116            If Eppias deeds were a society scandal the even the Emperor Claudius had to put up with marital infidelity (he is a “gods rival” here since he was deified.) The theme of marital infidelity continues here. The theme is mentioned not because Juvenal is a misogynist (hates women) but the satirist tries to persuade Postumus (whose names means “after death”! i.e. his marriage will be his death) not to marry.

The satirist tells how even the emperor and god, Claudius was made fun  of by his wife Messalina who , once she though  he was asleep, went  to the brothel and slept with all the nobles and commoners in Rome and she was the last “prostitute” to leave the brothel and the hardest worked!

# Data supplied
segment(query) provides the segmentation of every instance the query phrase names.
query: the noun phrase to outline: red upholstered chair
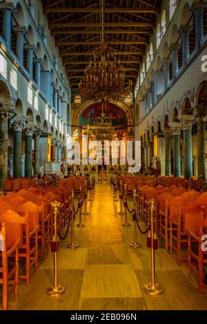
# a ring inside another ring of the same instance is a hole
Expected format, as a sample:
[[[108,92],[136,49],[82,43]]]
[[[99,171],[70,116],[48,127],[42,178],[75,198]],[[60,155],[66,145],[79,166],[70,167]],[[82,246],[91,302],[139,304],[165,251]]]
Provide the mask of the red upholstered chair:
[[[3,286],[3,305],[1,310],[8,310],[9,294],[14,290],[18,297],[19,253],[21,241],[19,224],[0,225],[0,285]],[[14,263],[11,259],[14,258]]]
[[[24,216],[22,216],[23,214]],[[28,216],[27,212],[21,213],[19,212],[17,214],[11,210],[0,214],[0,223],[6,223],[8,222],[21,225],[21,240],[19,256],[19,259],[26,259],[26,271],[25,275],[19,275],[19,279],[26,280],[27,285],[28,285],[30,280],[30,268],[34,265],[35,272],[37,270],[39,218],[36,215],[31,214]]]
[[[199,222],[195,223],[195,219],[199,219]],[[199,290],[202,294],[206,287],[204,282],[204,266],[207,266],[207,251],[204,248],[206,246],[205,244],[204,245],[204,235],[207,233],[207,219],[205,219],[204,214],[195,214],[190,216],[188,215],[187,219],[188,275],[191,279],[193,271],[198,275]]]
[[[202,211],[204,210],[195,202],[188,204],[183,202],[177,206],[177,212],[175,212],[174,216],[172,214],[172,212],[170,214],[170,253],[172,255],[173,251],[177,251],[178,265],[181,265],[181,261],[187,261],[181,259],[181,246],[188,244],[186,223],[189,223],[190,219],[187,219],[186,215],[199,214]],[[197,221],[197,219],[194,220],[195,223]]]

# Short task
Reproduce the commentary on Juvenal word for word, from "116            If Eppias" up to and including "not to marry.".

# Output of the exercise
116            If Eppias deeds were a society scandal the even the Emperor Claudius had to put up with marital infidelity (he is a “gods rival” here since he was deified.) The theme of marital infidelity continues here. The theme is mentioned not because Juvenal is a misogynist (hates women) but the satirist tries to persuade Postumus (whose names means “after death”! i.e. his marriage will be his death) not to marry.